_SUPPLIED PASSAGE:_
##############################

Question

the first three steps in determining the solution set of the system of equations algebraically are shown in the table. y = −x2 +2x − 9 y = −6x + 6 What are the solutions of this system of equations? (5, −24) and (3, −12) (5, 36) and (3, 24) (−5, −24) and (−3, 12) (−5, 36) and (−3, 24)

##############################

_INFORMATION SHOWN:_
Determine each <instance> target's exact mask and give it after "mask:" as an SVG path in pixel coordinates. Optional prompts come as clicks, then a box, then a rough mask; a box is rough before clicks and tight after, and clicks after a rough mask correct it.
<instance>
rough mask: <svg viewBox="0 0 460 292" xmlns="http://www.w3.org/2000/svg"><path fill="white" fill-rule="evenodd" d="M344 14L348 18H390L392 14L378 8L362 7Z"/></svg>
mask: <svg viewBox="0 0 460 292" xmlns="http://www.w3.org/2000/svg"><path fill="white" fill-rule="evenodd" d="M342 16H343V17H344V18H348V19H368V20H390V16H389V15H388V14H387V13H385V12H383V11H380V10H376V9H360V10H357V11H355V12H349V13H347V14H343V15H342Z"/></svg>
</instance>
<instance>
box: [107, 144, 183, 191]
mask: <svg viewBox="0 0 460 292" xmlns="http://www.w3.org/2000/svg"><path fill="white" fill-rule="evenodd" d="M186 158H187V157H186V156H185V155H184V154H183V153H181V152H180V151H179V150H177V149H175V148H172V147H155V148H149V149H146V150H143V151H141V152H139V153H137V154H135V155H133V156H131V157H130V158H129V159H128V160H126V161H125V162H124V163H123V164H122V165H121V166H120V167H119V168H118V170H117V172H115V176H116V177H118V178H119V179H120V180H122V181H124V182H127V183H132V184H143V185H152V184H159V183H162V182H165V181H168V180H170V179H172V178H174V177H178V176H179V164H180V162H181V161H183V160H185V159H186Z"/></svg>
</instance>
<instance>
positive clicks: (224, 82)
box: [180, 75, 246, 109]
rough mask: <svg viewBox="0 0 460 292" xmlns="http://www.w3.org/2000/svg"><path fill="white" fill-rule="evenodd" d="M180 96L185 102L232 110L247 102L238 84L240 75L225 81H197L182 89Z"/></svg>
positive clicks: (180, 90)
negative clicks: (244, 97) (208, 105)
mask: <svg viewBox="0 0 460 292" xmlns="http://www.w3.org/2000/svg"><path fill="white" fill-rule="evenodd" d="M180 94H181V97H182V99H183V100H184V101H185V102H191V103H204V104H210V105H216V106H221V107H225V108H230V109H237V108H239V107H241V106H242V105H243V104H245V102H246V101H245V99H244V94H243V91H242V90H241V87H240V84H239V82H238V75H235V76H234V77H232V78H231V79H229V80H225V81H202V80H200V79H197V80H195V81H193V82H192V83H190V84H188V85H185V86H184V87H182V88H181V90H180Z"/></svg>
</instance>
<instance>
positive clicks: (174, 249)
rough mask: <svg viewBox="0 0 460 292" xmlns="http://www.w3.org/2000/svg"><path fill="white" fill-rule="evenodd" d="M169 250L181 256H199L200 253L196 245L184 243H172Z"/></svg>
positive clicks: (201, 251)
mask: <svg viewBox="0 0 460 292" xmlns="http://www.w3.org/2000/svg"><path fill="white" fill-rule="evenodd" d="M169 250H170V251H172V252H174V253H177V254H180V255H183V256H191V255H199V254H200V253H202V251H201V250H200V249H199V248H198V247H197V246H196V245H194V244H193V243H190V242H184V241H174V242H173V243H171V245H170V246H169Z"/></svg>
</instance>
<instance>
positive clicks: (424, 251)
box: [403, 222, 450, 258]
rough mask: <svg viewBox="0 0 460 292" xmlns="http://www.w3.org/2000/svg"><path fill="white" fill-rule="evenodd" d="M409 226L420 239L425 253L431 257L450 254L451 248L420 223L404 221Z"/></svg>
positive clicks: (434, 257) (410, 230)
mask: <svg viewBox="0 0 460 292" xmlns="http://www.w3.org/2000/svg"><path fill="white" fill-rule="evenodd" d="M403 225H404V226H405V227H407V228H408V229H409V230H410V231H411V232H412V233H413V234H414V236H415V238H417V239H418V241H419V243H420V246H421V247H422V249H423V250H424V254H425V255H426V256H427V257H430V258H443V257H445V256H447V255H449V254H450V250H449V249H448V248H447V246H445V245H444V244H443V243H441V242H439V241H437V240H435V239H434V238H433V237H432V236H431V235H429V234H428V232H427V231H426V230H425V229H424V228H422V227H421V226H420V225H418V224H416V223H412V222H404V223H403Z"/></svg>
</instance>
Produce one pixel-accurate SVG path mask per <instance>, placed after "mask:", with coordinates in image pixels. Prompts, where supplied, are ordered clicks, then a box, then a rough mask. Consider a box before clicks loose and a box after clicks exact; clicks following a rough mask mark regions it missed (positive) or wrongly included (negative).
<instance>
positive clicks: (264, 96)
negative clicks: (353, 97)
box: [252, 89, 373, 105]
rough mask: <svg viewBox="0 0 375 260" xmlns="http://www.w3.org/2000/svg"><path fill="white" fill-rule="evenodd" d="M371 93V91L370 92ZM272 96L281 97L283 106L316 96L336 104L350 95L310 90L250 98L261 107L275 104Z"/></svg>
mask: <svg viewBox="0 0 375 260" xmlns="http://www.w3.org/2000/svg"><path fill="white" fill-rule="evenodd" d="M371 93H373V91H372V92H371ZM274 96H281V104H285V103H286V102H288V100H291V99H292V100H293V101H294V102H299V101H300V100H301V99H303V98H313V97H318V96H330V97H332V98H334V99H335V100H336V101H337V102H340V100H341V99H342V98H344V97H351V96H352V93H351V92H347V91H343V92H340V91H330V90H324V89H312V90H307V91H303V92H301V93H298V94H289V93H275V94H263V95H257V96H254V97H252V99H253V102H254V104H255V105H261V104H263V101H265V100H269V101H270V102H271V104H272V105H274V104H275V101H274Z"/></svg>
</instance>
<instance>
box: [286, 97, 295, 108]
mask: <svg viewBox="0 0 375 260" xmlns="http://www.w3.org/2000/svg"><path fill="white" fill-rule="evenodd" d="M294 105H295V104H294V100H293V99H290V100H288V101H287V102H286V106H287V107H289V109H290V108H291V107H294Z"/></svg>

##############################

_WORK TASK:_ Return the portion of the system-of-equations question starting with "the first three" and going on through "and (−3, 24)", copied word for word.

_THE ANSWER:_
the first three steps in determining the solution set of the system of equations algebraically are shown in the table. y = −x2 +2x − 9 y = −6x + 6 What are the solutions of this system of equations? (5, −24) and (3, −12) (5, 36) and (3, 24) (−5, −24) and (−3, 12) (−5, 36) and (−3, 24)